■ Work order:
Continue the discussion of unenforceable contract terms below, picking up after its last sentence.

■ Document text:
+--

It is not at all uncommon for such absurd contract terms to be unenforceable - especially in B2C contracts, although it might even be tricky for B2B clickthrough ones.
The idea being that most contracts are fairly standard, so a lot of people will just skim through them. Putting a landmine in them is obviously in bad faith, so making it enforceable would basically make it impossible to do any kind of business at all.
We cancelled at T-45 or so days before renewal, having determined it wasn't a fit for our client anymore, and they insisted "well, actually, you've renewed anyway!" which, no, we haven't. Absolutely absurd to try to "clickwrap" buried renewal terms in a 20+ page T&C/privacy document rather than as a material point of fact on the actual order form being executed.
Feels like the height of absurdity to try to bully your client into forcing them to use your services against their will when they still gave ample notice that they were cancelling and when there was no material loss to the business, but it's always felt like their revenue team has been unhinged in general: exploding offers, insane terms, super high-pressure sales... part of the reason we left them in the first place.
In practice, availing yourself of any of these protections is a massively uphill battle. Judges tend to presume that these common law matters are already embedded into the de facto legal system because the people writing the laws already operated under those assumptions while framing the law. Personally, I disagree and think a lot of these protections have eroded away into either nothing, or so little that it might as well be nothing, but you have a 0% chance of drawing me as a judge in your case so that won't help you much if you try.
We live in a world where advertising boneless chicken does not actually mean the chicken does not contain bones.

+--

■ Record excerpts:
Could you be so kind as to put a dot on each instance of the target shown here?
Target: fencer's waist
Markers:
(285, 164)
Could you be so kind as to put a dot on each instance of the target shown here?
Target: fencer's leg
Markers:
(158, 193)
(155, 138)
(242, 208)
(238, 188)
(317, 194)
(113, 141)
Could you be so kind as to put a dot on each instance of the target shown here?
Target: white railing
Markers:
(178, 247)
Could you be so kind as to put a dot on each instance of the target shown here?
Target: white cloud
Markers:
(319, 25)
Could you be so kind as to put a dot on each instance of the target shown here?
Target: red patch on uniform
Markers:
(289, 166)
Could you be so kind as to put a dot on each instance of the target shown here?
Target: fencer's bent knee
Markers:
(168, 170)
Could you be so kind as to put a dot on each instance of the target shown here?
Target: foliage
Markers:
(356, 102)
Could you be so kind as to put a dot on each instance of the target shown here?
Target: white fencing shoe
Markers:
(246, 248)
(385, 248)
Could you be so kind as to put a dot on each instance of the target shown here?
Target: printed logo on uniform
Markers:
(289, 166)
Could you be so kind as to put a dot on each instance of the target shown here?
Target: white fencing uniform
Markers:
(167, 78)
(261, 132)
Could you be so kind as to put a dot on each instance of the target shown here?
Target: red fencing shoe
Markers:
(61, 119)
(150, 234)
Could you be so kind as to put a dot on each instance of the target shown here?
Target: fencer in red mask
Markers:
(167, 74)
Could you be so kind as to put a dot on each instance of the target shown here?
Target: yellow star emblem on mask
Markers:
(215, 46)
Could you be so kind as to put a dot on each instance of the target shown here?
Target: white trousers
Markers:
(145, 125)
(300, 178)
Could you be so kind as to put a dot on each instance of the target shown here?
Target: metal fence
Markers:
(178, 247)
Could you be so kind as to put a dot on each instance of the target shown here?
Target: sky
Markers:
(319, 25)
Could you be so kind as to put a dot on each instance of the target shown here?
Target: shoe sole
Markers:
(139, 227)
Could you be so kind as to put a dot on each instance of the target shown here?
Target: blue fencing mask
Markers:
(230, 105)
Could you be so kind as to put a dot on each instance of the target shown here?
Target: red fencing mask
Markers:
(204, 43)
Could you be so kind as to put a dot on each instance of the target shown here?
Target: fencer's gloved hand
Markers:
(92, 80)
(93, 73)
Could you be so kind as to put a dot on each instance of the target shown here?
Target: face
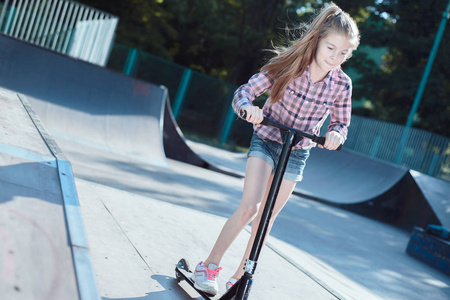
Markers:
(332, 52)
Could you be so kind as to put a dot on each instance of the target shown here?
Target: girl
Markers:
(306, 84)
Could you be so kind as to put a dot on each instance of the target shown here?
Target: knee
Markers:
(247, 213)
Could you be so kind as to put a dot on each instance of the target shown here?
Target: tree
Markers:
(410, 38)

+--

■ Your response:
When it's huge, falls upon people that can't justify a lawyer, and keeps changing all the time, one shouldn't even need to claim it. It should be automatically invalid.
If you just wrote them in "plain language" there would be far too much ambiguity and arguing over what was really meant or implied or agreed to.
Seems pretty clear to me, do you really think people need a lawyer to understand that?
So either that document is fraudulent or everyone else at Microsoft is committing fraud daily.
Examples from the first search result: https://support.microsoft.com/en-us/topic/microsoft-365-copi...
Support page with ~25 tutorials provided by Microsoft about how to "Create a document with Copilot" or "Create a branded presentation from a file" or "Start a Loop workspace from a Teams meeting".
Do you actually believe that creating branded presentations (from Microsoft's own examples) is something people do for "entertainment purposes"?
Why would they include a product for entertainment purposes only in the product they sell to large companies for doing work?
Granted that this one document has a surprisingly clear language, but no, it's still not reasonable. Also, it was changed less than 6 months ago.